--- start EXERCISE MATERIAL ---

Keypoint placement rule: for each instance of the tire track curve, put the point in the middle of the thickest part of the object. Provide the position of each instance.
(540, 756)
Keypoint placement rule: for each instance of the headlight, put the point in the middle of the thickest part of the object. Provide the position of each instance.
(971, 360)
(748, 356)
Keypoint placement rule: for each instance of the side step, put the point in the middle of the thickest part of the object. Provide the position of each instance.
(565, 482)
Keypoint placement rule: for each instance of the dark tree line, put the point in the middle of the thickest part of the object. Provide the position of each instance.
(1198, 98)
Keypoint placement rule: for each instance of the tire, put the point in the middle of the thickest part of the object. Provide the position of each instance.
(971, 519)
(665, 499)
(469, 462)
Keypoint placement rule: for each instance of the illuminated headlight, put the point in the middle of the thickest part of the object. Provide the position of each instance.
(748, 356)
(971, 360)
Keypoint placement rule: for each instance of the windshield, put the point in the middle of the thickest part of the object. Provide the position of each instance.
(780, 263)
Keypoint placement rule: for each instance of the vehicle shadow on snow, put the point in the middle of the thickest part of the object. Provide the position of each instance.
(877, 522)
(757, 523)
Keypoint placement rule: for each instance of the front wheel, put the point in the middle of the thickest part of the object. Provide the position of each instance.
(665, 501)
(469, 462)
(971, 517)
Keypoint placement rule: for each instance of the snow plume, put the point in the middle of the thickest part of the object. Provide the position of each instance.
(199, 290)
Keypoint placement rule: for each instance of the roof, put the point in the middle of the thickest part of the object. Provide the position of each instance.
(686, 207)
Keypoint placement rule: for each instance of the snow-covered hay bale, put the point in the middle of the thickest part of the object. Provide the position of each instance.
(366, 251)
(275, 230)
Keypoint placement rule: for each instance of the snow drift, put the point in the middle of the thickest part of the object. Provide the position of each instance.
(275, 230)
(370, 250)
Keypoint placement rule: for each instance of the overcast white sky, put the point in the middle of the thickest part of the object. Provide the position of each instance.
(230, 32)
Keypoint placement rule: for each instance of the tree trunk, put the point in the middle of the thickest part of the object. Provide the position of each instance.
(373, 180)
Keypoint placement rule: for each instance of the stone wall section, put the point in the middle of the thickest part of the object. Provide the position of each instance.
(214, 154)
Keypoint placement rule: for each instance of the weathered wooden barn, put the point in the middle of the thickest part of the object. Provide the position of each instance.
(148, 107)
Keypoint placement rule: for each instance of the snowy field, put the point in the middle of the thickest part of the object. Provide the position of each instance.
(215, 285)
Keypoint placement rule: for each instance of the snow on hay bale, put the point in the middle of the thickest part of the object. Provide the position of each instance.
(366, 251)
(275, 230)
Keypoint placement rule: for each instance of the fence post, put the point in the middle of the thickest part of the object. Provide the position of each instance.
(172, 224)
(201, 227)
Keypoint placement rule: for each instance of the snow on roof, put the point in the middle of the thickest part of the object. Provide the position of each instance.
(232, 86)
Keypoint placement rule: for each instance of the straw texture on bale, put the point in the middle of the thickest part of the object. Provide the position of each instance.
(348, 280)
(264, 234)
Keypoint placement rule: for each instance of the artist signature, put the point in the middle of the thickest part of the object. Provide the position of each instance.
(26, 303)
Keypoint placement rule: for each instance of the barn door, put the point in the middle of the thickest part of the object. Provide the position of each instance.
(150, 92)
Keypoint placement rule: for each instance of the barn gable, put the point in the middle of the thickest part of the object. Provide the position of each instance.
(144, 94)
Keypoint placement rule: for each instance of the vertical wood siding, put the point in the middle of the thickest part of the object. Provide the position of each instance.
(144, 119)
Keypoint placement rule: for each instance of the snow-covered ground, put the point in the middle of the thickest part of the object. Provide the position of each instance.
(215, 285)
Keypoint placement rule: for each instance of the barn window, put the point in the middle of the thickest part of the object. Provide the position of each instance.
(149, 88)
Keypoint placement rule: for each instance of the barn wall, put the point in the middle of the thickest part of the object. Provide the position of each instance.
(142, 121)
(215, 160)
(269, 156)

--- end EXERCISE MATERIAL ---

## WORK TO DO
Transcribe word for word the lines from the one holding "barn gable, put" to the last line of the listing above, inclusive.

## PROBLEM SOLUTION
Keypoint placement rule: for each instance of the barn gable, put the point in the middle of the thickest part of the object. Provide the position of each instance.
(144, 94)
Keypoint placement rule: for each instance of the vertical wood siding, put the point in the middle of the thickest part of the object. Provide the position of each instance.
(144, 119)
Keypoint placement rule: for each instance of the snow-covered ground, put the point in the middle of the thickest part of the object. Provide the position of each instance.
(215, 285)
Keypoint placement rule: for each instance of the barn window, put the point in the middle of the thickest part of the object. Provide the position of each instance.
(149, 88)
Keypoint placement rule: for each instance of the barn wall, put the point in the middle of the thickest part of the object. Provide the position of each instance.
(142, 121)
(215, 160)
(269, 156)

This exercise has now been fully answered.